▶ MATERIAL PROVIDED:

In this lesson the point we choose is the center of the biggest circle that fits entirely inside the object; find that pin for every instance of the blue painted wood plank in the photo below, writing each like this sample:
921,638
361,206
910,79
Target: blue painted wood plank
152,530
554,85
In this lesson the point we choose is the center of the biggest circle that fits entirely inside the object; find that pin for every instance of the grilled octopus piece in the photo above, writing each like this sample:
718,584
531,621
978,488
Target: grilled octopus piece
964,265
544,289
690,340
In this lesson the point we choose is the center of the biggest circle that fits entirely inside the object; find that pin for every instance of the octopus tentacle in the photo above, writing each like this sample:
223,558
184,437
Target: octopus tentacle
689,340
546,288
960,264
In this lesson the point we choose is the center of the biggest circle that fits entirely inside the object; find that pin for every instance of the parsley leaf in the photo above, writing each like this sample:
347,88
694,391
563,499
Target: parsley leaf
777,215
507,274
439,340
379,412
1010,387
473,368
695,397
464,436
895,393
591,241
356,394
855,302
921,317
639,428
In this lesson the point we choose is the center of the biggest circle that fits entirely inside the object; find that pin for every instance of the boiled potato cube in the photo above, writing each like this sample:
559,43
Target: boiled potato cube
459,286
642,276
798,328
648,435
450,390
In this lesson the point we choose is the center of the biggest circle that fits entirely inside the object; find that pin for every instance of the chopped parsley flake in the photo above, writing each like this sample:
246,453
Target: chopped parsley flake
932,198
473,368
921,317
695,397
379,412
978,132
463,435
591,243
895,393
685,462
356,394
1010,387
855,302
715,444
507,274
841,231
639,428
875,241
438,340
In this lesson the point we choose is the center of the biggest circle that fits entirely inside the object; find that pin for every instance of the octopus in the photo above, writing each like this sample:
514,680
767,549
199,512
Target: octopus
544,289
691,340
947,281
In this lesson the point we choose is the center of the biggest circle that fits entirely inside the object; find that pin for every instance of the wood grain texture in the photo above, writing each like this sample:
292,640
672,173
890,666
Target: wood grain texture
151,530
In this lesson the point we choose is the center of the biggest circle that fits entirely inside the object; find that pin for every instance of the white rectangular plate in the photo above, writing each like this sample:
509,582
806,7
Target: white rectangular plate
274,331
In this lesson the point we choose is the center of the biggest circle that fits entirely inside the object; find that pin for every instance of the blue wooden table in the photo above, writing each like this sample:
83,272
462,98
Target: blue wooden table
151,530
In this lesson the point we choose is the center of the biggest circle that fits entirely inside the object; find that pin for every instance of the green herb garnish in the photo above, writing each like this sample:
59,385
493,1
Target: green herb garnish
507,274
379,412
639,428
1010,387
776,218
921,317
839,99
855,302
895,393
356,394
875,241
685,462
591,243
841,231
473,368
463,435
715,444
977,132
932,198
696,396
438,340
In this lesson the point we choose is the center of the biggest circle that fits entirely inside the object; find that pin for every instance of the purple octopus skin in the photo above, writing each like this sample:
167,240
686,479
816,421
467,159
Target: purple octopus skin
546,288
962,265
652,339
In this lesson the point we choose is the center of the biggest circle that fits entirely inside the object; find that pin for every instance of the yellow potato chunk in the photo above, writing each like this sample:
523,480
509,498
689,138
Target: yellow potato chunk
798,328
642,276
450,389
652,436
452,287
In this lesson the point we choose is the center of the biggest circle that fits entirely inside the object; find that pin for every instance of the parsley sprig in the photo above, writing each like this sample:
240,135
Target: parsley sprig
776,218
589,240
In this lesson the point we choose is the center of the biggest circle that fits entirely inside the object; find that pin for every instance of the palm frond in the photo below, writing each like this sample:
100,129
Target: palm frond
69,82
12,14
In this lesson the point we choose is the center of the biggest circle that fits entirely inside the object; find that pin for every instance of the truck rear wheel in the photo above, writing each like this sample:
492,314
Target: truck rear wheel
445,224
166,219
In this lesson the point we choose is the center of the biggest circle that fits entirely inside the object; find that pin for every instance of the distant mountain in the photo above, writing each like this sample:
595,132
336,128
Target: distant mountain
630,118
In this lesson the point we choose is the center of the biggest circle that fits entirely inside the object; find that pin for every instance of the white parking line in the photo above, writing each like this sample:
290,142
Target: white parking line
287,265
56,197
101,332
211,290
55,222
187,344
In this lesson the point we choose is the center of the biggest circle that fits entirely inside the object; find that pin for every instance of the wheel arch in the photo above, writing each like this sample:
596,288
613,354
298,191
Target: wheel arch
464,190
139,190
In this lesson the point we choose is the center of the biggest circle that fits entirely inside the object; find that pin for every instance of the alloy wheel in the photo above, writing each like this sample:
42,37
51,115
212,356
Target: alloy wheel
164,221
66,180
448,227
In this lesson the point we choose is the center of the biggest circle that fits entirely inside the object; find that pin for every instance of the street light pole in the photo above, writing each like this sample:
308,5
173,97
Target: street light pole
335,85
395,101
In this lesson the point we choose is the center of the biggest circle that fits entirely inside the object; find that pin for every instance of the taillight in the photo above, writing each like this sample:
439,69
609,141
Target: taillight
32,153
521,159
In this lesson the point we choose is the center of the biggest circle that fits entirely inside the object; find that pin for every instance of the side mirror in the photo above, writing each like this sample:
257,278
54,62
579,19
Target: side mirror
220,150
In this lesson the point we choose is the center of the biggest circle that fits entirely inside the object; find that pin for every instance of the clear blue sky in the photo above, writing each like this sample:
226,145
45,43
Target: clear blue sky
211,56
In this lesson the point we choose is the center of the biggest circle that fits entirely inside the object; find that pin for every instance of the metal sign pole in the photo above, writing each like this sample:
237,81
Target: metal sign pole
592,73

▶ WHAT IS REQUIRED:
From the line containing "of the wheel" down to the last line, reproduce the records exactly. Include both ends.

▶ RESULT:
In this lesson the point we choose is the center of the biggest circle that fits entirely inside the object; find that pin for every instance of the wheel arch in the photo above, writing each like this sample:
596,288
613,354
298,191
Target: wheel arch
464,190
139,190
In this lesson the point we choose is the center of the biggest circle that fits entirely inside the object; find that pin for every instance of the alloy wheel in the photo above, writing each like this sample:
42,37
51,115
212,356
Target: alloy wheel
164,221
66,180
448,227
In this lesson the point we choose is the center of the biggest circle that fits entirely inside the object; find that pin for every instance of the street light pole in the photo above, writing each like this sample:
308,5
173,97
Target: street light pole
335,85
395,101
In this lesson the point we choose is the center of the biggest circle that fits entirely inside the object; find that pin for every instance of the taillight in the photo above, writing each like this sample:
439,69
609,141
Target: taillight
32,153
521,159
In this lesson the point we choose is the center of the biggest circle that fits entirely inside the object; find that pin for every instance of the side mirror in the photo above, writing each like this sample:
257,278
54,62
579,19
Target: side mirror
220,150
In this lesson the point we choose is the center of the biggest circle that fits entirely inside the object; find that pin for every instance of the clear blue sky in the photo above, writing each like this sample:
226,145
45,43
Target: clear blue sky
211,56
In this lesson the point we choose is the center of the biggest circle that fits entirely inside the object; find that pin for every instance of the metal sign pole in the photo above, writing each like this sample:
237,81
Target: metal sign pole
592,73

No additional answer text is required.